_Actions to take_
1. In the Lent reflection, rewrite the paragraph beginning "She began that marriage" as a shorter version that keeps its main facts.
2. In the Lent reflection, write out the passage starting at "She began that" and ending at "tiny baby girl.", substituting "community" for "village".

_Text_
==================================================

During this season of Lent, we’re journeying together through the Book of Job. It’s a story of suffering, faith, questions, and one man who cries out to God in the midst of heartbreaking affliction.
Over the last few weeks I’ve shared stories of “suffering well” with you, from Sojourners at each of our campuses and from brothers and sisters that have come to know Christ through Sojourn International, our missions ministry. Here is another international story, as written by one of our missionaries in the field (I can’t tell you his name because it would put him in danger. For the same reason, we can’t use the real name of the woman from this testimony, but we’ll call her “Mary”):
Mary* was born deep in the countryside of one of the poorest nations in the world. As a girl she learned from the time she could walk how to fetch water, cook, and farm until there were deep callouses on her little hands. She was taught that life for a woman meant two things: commitment to the local religion and bearing children. Before she was old enough to think otherwise she was tattooed on the face with religious symbols and promised in marriage to a man she didn’t know.
She began that marriage barely a teenager and became pregnant soon afterward. For reasons only known to him Mary’s husband then decided to leave her. She was ashamed as rumors flew. Eventually the entire village turned against her, leaving her alone in a communal society. Her only refuge was a friend’s family that tolerated her until she gave birth to a tiny baby girl.
Malnourished without medical care, Mary and her baby became very sick. They fled the countryside for a nearby city. Knowing no one, they ended up on the streets. Mary was on the brink of leaving her baby on the stoop of an orphanage and running away. She had stopped producing milk and the baby was days from death.

==================================================

_The data_

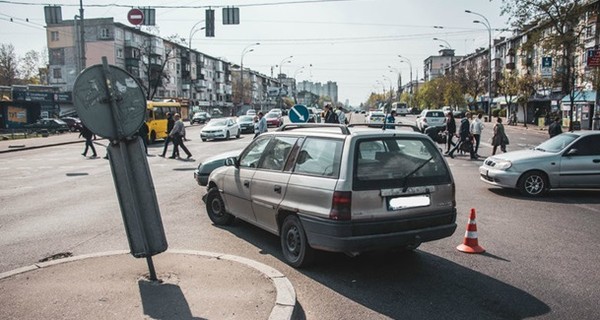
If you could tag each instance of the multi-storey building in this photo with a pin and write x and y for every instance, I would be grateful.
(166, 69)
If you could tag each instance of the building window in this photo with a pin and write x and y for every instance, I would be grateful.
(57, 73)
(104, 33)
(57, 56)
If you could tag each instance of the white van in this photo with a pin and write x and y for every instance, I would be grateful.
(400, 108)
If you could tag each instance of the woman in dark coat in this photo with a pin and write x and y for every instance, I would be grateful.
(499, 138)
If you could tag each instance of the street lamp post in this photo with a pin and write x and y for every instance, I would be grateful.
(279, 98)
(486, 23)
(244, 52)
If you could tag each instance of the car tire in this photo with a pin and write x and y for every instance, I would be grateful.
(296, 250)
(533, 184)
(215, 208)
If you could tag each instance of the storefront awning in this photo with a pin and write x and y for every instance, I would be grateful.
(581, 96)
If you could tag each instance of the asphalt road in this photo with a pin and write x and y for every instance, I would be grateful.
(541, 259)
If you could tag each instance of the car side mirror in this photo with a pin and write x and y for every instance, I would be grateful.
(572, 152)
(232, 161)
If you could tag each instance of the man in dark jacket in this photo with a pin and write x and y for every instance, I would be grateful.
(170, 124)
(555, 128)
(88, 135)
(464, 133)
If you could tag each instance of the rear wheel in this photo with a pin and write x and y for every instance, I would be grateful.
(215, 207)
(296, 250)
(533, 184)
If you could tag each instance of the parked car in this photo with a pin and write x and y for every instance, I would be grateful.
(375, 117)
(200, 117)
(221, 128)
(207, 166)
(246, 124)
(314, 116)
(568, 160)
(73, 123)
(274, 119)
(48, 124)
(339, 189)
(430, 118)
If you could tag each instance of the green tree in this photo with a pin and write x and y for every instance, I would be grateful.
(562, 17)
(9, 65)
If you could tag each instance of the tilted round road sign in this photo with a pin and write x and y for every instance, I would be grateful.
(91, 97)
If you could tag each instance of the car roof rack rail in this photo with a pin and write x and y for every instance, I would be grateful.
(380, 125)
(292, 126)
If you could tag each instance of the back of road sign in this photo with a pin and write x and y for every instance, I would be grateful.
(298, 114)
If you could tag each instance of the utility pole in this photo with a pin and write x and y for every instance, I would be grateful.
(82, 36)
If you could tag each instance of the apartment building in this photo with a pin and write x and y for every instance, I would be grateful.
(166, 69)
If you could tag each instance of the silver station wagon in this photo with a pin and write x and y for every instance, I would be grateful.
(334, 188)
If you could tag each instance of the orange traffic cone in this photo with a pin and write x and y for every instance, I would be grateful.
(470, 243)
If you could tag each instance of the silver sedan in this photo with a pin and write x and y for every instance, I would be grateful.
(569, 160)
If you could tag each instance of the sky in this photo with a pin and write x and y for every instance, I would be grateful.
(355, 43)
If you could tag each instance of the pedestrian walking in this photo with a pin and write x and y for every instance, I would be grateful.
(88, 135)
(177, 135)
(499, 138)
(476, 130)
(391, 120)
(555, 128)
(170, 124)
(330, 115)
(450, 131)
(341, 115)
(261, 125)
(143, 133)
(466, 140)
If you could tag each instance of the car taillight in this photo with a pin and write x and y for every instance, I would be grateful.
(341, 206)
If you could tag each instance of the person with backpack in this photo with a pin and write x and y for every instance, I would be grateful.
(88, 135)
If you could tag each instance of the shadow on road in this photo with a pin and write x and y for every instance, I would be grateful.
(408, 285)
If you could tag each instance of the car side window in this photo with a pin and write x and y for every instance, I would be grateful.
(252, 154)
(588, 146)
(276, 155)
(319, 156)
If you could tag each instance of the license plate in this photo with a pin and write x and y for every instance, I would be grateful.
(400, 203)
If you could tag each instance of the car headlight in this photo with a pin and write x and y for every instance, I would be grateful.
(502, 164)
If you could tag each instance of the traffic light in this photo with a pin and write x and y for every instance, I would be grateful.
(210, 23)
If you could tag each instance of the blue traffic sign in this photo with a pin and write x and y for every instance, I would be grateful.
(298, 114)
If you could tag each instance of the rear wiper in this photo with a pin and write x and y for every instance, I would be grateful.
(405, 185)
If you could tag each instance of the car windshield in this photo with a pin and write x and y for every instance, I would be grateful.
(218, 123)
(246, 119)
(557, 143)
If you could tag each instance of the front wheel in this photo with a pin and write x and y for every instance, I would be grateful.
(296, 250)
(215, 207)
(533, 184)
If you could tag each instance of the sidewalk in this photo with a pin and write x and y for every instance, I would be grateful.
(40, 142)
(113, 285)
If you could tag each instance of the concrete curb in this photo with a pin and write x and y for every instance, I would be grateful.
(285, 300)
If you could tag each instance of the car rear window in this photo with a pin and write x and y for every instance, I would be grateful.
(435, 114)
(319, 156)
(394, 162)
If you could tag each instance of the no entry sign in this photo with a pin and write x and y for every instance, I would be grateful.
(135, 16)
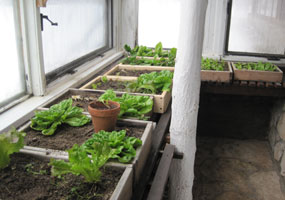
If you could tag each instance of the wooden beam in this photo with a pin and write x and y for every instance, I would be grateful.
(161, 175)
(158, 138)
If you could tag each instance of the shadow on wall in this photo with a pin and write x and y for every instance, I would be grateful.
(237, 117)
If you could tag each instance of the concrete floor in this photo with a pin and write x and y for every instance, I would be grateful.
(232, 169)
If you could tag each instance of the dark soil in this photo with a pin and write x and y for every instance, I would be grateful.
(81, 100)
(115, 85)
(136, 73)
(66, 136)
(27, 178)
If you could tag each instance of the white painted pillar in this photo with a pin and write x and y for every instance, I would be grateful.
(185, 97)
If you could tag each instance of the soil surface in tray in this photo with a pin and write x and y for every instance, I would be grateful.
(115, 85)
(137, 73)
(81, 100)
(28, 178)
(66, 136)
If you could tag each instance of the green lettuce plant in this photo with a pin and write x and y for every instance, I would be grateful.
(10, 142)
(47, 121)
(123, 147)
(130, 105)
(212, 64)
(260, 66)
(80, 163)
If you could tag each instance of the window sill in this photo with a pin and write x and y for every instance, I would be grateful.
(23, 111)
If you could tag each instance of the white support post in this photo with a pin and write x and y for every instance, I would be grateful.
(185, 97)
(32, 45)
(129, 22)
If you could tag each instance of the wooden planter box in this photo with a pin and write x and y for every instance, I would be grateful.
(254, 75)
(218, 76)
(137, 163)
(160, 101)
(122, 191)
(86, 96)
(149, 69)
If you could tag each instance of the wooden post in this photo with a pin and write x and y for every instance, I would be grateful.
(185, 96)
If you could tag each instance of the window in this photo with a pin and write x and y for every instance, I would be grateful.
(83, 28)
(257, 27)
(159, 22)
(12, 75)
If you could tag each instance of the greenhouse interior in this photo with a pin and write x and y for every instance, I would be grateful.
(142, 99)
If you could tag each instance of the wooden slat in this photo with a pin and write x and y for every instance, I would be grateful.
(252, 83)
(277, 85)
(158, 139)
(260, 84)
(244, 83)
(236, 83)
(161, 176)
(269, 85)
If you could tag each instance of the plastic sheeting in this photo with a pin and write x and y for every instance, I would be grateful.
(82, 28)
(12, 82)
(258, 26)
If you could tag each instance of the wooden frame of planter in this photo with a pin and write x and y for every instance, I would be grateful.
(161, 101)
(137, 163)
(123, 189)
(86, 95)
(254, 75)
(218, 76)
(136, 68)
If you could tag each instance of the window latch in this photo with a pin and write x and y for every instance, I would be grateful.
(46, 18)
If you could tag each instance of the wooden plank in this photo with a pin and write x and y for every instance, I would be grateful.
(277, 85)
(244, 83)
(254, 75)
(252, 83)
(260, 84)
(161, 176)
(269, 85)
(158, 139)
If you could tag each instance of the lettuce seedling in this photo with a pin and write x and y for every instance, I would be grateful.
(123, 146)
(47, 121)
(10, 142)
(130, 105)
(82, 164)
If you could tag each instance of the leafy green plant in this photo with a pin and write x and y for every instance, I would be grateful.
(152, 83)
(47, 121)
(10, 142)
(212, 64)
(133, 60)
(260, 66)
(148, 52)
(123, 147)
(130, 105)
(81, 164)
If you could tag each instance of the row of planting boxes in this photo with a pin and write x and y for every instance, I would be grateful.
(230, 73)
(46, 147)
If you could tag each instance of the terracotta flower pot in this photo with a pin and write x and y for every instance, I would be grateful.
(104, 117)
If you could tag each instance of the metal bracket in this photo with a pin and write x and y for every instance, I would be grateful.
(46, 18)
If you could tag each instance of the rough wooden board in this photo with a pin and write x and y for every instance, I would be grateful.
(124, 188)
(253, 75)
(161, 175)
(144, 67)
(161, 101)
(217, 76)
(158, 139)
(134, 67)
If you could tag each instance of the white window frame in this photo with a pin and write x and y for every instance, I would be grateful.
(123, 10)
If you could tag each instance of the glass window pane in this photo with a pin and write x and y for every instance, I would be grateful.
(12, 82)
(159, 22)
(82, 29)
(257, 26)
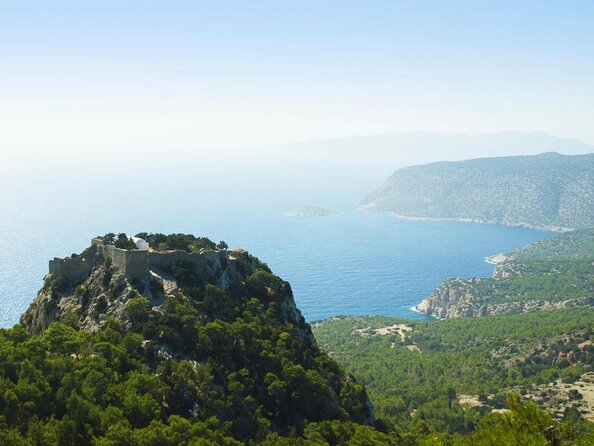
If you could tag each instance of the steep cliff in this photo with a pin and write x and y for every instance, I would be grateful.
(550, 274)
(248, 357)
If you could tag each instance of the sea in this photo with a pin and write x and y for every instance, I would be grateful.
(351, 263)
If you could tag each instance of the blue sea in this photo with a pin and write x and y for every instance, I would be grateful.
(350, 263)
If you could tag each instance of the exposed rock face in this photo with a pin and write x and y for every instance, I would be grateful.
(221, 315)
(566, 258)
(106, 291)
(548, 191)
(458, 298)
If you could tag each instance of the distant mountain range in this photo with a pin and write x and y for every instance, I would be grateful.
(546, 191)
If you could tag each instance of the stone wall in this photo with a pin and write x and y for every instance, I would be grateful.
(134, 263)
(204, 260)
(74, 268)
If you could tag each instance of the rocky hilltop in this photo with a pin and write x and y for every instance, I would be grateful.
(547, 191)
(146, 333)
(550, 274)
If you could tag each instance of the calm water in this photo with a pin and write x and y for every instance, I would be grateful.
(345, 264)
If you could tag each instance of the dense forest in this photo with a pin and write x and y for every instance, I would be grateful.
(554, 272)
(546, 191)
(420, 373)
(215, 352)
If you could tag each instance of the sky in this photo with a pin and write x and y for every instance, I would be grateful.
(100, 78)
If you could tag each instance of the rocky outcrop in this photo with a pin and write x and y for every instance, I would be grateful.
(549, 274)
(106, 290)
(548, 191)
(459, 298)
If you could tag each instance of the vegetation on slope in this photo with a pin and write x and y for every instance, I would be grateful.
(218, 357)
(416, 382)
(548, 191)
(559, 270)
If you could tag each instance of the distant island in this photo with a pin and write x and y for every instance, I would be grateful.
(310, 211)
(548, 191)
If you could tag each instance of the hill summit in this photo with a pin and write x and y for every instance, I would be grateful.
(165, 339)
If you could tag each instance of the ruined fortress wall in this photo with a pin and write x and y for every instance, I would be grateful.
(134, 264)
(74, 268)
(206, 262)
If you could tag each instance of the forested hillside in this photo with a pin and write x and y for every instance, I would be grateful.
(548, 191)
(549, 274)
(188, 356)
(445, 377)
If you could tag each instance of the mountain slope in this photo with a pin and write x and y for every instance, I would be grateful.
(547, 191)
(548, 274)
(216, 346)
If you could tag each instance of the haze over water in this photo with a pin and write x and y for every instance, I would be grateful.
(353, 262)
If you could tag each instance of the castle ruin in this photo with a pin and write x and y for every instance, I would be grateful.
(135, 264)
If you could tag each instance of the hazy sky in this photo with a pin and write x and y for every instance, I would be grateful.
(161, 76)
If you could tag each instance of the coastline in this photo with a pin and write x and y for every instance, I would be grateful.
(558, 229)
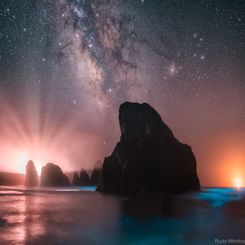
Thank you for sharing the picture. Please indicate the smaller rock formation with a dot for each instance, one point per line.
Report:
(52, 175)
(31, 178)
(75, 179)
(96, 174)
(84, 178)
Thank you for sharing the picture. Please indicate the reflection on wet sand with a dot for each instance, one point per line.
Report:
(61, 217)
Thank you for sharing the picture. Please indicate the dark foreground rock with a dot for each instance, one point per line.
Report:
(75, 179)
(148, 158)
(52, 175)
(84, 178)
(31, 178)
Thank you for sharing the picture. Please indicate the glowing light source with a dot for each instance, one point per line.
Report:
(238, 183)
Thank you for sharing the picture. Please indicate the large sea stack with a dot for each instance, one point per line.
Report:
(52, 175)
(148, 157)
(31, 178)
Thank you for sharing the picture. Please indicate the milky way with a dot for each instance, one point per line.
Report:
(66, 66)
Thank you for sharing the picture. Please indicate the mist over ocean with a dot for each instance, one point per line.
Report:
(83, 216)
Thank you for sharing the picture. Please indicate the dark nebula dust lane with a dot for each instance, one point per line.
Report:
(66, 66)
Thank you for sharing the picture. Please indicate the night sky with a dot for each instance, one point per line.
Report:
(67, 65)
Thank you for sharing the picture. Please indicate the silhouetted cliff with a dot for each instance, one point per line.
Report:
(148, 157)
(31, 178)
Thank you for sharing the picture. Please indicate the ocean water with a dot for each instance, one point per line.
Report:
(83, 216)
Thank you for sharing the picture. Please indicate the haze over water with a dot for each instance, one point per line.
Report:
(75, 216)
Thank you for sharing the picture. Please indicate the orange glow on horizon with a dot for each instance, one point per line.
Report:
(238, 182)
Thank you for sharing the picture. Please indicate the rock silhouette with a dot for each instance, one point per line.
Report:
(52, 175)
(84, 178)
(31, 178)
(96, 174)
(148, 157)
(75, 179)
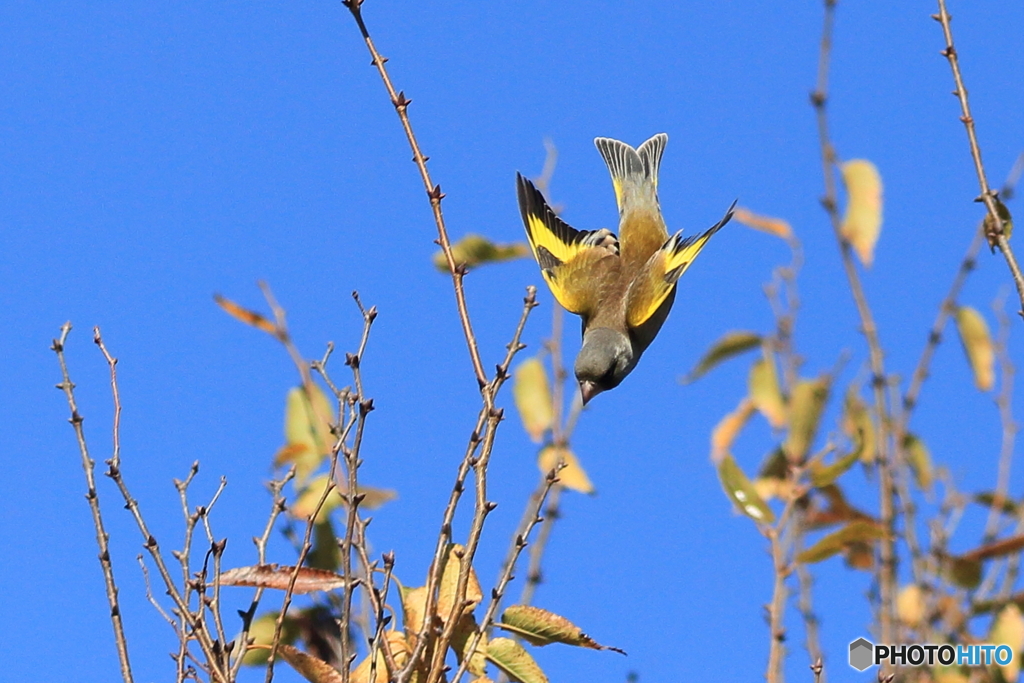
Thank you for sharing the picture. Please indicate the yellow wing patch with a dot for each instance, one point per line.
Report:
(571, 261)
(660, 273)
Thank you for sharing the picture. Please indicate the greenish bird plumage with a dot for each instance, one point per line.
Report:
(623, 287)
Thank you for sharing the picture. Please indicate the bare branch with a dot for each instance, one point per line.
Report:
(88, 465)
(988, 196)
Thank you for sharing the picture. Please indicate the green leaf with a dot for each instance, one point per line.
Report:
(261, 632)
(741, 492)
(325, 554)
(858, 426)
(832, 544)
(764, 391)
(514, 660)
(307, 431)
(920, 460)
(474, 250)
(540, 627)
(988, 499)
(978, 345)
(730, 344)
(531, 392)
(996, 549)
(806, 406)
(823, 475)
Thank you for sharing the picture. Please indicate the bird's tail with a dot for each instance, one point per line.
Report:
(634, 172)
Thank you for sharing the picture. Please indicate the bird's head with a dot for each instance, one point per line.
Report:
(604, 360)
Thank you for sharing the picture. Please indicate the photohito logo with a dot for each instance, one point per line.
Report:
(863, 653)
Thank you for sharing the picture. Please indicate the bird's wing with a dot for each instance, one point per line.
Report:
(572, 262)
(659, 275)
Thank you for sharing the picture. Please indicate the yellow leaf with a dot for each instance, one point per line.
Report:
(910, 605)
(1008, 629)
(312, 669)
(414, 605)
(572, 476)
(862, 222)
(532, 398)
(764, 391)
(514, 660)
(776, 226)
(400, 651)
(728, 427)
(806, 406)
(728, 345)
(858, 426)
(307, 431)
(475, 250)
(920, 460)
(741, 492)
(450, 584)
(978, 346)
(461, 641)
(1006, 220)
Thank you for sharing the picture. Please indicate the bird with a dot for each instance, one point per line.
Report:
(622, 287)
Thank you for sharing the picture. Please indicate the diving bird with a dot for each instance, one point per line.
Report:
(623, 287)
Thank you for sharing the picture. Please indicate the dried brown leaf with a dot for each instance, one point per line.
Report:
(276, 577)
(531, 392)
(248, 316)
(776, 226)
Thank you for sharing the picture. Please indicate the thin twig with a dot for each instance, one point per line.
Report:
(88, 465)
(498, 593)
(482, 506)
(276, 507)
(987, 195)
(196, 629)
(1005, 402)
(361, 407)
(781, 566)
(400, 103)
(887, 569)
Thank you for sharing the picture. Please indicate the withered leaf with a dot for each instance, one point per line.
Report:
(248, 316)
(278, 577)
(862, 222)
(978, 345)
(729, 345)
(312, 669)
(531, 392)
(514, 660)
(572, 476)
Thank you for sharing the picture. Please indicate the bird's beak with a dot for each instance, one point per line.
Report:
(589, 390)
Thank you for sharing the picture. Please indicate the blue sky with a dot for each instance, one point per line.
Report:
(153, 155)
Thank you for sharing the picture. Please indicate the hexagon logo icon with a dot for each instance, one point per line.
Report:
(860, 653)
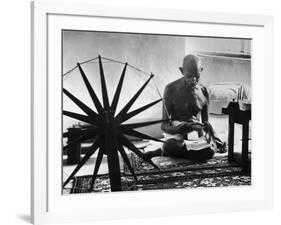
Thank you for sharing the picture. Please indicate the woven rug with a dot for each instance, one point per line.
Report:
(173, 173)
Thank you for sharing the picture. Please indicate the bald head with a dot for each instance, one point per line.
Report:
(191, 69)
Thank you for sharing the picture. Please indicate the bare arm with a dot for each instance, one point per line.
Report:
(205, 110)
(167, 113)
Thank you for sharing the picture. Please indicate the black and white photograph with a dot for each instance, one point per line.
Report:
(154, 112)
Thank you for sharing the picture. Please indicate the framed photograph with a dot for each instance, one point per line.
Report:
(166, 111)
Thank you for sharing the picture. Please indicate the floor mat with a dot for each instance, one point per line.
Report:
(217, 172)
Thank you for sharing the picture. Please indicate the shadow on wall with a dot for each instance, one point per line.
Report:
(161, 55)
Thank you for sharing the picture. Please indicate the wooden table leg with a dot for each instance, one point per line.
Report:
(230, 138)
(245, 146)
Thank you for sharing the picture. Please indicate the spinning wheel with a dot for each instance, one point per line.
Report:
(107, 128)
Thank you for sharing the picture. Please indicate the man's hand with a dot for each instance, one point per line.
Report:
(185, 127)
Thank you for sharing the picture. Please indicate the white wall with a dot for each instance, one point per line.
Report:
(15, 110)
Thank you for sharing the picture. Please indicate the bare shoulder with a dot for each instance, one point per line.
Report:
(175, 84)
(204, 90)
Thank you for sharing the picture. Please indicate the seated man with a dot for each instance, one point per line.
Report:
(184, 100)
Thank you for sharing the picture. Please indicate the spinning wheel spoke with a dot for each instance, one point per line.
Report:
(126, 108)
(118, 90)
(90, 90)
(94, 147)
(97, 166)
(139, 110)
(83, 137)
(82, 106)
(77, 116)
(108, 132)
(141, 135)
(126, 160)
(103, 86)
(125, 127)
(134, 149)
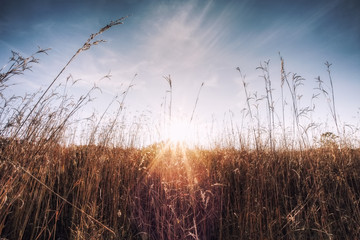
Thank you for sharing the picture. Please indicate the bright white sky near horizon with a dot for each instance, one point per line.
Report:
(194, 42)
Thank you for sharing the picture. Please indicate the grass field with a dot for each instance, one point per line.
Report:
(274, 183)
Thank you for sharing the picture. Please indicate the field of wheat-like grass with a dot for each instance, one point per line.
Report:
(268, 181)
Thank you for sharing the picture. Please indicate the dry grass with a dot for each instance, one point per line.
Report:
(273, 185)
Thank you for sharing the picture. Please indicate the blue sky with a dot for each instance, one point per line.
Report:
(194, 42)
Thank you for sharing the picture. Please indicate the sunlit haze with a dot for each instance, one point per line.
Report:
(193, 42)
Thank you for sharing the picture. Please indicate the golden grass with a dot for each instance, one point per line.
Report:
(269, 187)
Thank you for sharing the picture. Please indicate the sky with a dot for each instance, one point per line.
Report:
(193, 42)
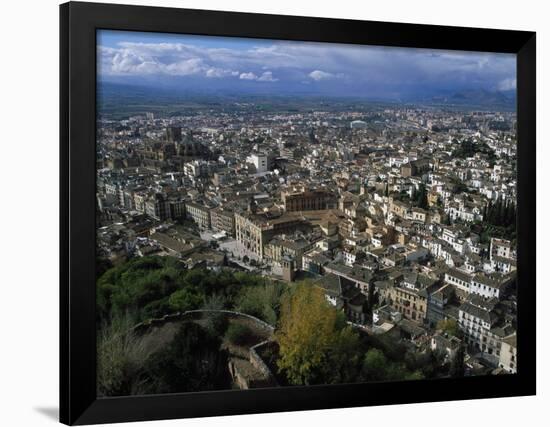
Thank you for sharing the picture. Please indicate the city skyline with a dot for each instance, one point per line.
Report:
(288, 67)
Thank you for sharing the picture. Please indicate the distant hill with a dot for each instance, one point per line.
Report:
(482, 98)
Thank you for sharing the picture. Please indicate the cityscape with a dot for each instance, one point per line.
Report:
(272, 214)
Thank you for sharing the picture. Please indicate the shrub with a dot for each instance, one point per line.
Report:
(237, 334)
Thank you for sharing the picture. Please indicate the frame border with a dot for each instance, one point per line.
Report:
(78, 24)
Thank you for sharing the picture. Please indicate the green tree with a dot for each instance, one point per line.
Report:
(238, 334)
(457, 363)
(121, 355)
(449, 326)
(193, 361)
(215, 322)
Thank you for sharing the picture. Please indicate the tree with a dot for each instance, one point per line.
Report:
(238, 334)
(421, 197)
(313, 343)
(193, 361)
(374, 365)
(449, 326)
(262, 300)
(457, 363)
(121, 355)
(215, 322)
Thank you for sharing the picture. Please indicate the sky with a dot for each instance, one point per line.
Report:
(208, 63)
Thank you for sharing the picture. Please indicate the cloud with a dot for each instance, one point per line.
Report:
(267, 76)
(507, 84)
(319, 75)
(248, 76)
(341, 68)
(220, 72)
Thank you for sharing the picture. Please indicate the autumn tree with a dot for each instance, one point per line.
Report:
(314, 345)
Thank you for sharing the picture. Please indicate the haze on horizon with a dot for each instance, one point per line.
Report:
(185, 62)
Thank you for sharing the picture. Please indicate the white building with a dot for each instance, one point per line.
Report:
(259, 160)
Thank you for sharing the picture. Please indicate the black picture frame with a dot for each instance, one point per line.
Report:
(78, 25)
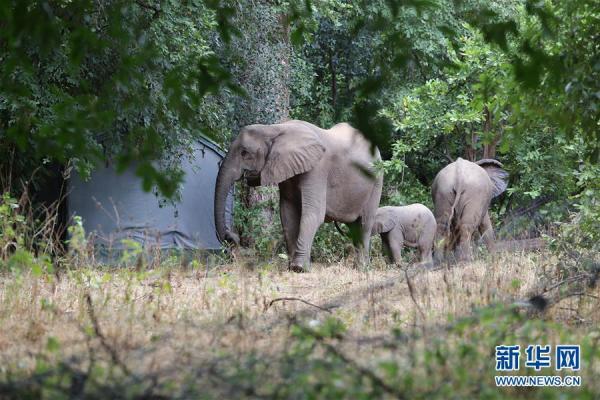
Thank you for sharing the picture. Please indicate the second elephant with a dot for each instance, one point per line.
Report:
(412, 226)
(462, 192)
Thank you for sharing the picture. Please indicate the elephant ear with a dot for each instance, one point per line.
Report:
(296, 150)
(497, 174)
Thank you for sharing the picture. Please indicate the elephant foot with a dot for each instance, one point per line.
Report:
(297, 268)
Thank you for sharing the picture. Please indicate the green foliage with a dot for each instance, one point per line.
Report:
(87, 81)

==================================================

_Task results_
1. Mary married when she was barely a teenager and soon became pregnant. Her husband then left her for reasons only he knew. Rumors made her ashamed, and eventually the whole village turned against her, leaving her alone in a communal society. Her only refuge was a friend's family, which tolerated her until she gave birth to a tiny baby girl.

2.
She began that marriage barely a teenager and became pregnant soon afterward. For reasons only known to him Mary’s husband then decided to leave her. She was ashamed as rumors flew. Eventually the entire community turned against her, leaving her alone in a communal society. Her only refuge was a friend’s family that tolerated her until she gave birth to a tiny baby girl.